• [WORK REQUIRED]: Reproduce the listing word for word. Skip any image.
--- BEGIN PROVIDED RECORDS ---
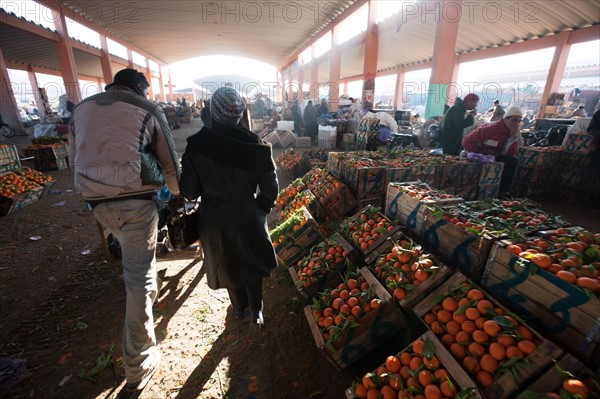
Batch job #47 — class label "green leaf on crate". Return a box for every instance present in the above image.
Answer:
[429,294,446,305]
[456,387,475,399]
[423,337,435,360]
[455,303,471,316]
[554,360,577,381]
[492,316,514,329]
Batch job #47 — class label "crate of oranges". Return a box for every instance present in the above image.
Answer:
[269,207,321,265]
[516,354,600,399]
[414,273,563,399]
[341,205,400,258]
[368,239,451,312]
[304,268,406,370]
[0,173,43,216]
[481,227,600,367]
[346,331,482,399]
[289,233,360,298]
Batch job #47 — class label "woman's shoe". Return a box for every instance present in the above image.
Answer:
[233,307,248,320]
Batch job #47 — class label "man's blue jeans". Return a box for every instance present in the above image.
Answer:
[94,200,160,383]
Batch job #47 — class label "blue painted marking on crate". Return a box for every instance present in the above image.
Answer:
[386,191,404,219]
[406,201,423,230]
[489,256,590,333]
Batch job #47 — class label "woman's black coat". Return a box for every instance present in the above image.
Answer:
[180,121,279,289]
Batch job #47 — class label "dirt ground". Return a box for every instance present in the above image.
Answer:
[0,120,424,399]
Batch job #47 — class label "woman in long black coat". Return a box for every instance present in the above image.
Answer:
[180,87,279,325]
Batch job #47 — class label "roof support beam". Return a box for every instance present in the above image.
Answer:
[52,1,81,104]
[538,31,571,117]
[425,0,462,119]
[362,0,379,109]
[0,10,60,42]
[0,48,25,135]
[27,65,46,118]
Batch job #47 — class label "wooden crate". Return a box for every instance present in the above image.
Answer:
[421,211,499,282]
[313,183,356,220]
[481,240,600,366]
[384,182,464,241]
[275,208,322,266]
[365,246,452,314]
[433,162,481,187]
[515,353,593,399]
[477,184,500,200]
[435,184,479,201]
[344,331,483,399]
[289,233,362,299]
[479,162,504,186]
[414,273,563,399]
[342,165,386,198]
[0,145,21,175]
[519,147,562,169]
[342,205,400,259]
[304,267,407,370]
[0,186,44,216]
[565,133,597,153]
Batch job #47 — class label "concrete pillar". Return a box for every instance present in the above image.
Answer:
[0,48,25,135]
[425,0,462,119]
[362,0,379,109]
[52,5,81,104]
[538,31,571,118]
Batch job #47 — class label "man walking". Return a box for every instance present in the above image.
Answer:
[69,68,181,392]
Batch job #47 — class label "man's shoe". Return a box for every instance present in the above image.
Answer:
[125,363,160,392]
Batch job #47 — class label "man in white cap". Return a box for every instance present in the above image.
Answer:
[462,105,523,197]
--- END PROVIDED RECORDS ---
• [RESPONSE TO THIS TASK]:
Batch job #47 — class label "green leaf on crate". Return a box for every instance present in the above image.
Answer:
[429,294,446,305]
[456,387,475,399]
[423,337,435,360]
[455,303,471,316]
[554,360,577,381]
[492,316,514,329]
Batch job #47 — class label "crate of oranges". Return a box for every instance present in the above image.
Answer:
[269,207,321,265]
[516,354,600,399]
[414,273,563,399]
[341,205,400,258]
[368,239,451,312]
[304,268,406,370]
[0,173,43,216]
[481,227,600,367]
[346,331,482,399]
[289,233,360,298]
Batch job #47 — class label "woman's shoe". Return a box for every instance present in the above image.
Answer:
[233,307,248,320]
Batch job #47 — class label "man's blue jeans". Return a box for every instance present in the above image.
Answer:
[94,200,160,383]
Batch job #47 — class label "blue painted marking on crate". Return a box for every instance present in the above image.
Answer:
[386,191,404,219]
[406,201,423,230]
[489,256,590,333]
Batch job #47 — class label "woman's black coat". Return a box for every instance present in the above image.
Answer:
[180,121,279,289]
Batch job #47 — class label "dirt ground". Return a box for every instance present in the above image.
Answer:
[0,120,424,399]
Batch job #47 — class label "woman in long black coat". Return a box for every instance present in the above image.
Answer:
[180,87,279,325]
Batch job #47 — class label "roof support beam". Return a box for every instance present in the above image.
Answer:
[52,1,81,104]
[538,31,571,117]
[425,0,462,119]
[362,0,379,109]
[0,10,60,42]
[0,48,25,135]
[27,65,46,118]
Batch job #47 — class label "wooden crate". Return a box for every instance present in the above image.
Answer:
[421,211,499,282]
[313,183,356,220]
[481,240,600,366]
[384,182,464,241]
[275,208,322,266]
[365,246,452,314]
[433,162,481,187]
[515,353,593,399]
[477,184,500,200]
[435,184,479,201]
[344,331,483,399]
[289,233,362,299]
[479,162,504,186]
[414,273,563,399]
[342,165,386,198]
[0,145,21,175]
[519,147,562,169]
[342,205,400,259]
[304,267,407,370]
[0,186,44,216]
[565,133,597,153]
Batch job #47 — class label "concrete pillar". Return a box for every instance present in the above image.
Answer:
[0,48,25,135]
[425,0,462,119]
[362,0,379,109]
[52,5,81,104]
[538,31,571,118]
Batch job #47 — class label "man walking". Return a box for every instance present in the above image.
Answer:
[69,68,181,392]
Batch job #47 — class label "man's shoe". Return a box for every instance present in the above image.
Answer:
[125,363,160,392]
Batch job #47 — class label "man in white cap". Return a box for every instance present in the above image.
Answer:
[462,105,523,197]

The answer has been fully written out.